● Short exercise: Can you give each line of the listing as a JSON list of strings, one string per line and no blank lines?

[Collected data entries]
---*---

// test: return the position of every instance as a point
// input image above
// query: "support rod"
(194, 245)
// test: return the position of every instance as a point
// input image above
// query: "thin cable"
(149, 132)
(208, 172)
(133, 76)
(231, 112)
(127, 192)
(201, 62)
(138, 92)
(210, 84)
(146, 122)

---*---

● Answer for this exercise:
[
  "// test: return the position of every instance as a point",
  "// input image above",
  "// query: \"support rod\"",
  "(194, 245)",
  "// test: return the position of every instance as a point",
  "// input image above",
  "// query: \"thin cable\"",
  "(149, 132)",
  "(208, 172)",
  "(133, 76)",
  "(231, 112)",
  "(127, 192)",
  "(201, 62)",
  "(138, 92)",
  "(210, 84)",
  "(146, 122)"
]